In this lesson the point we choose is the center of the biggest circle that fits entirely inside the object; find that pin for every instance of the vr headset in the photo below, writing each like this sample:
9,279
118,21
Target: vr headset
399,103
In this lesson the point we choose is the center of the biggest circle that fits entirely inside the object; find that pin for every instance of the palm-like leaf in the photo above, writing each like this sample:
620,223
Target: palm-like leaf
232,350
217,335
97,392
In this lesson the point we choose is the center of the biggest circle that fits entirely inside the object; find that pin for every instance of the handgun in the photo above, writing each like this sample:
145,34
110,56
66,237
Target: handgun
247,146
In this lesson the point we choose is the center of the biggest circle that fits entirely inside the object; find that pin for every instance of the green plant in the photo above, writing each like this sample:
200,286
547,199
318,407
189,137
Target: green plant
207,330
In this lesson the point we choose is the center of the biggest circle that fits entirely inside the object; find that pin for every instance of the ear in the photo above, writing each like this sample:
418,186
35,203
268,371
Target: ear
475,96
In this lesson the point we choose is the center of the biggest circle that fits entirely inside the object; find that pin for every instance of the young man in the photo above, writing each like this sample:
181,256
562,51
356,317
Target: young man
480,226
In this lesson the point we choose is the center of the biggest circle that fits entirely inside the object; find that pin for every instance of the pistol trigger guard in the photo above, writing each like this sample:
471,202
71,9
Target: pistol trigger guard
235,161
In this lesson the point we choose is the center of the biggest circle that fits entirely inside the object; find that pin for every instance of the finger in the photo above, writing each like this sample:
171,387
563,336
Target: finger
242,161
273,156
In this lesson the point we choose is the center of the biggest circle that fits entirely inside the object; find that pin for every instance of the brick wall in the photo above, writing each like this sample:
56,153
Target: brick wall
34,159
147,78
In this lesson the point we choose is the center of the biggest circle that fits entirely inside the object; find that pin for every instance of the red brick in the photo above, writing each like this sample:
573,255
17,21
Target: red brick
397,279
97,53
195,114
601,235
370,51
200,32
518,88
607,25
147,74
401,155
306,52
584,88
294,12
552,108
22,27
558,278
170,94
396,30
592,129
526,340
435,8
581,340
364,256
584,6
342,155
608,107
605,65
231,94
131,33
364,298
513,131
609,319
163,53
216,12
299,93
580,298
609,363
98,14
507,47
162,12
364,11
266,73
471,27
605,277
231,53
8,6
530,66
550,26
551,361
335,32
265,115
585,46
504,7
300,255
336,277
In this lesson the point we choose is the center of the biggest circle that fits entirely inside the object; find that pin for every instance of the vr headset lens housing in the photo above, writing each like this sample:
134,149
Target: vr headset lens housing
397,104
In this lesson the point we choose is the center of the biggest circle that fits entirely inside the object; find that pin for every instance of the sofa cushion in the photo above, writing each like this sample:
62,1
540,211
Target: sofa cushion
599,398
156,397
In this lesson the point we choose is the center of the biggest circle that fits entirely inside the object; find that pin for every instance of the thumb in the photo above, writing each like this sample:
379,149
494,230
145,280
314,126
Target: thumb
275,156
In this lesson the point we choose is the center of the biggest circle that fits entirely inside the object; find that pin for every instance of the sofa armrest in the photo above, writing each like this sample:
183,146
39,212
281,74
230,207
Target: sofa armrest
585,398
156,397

····················

**EXERCISE GOAL**.
Extract every line from the one containing "lens housing in" to the end of the entries, including both of those lines, exactly as given and with nothing added.

**PROBLEM SOLUTION**.
In this lesson the point we choose is the center of the biggest circle that fits entirely inside the object; find that pin for every instance of the vr headset lens housing in the photo above, writing each like this sample:
134,149
Target: vr headset lens housing
397,104
In this lesson the point we choose is the center of the biggest circle that fits entirely inside the object; find that pin for every instance of the sofa cushion in the photo above, writing each like this sample:
62,1
540,211
Target: sofa cushion
599,398
156,397
In this lesson the point we choose is the center of the biggest circle that fits entirely inside the object; find that pin for every instance of the thumb in the photo above, writing each like this sample:
379,149
494,230
145,280
314,126
Target: thumb
275,156
In this lesson the point we choose is the center of the biggest circle that fits entirely inside the object; find that pin for every instance of the sofa armrest in the photo above, writing each like this sample:
183,146
39,212
281,74
230,207
Target: sofa armrest
585,398
156,397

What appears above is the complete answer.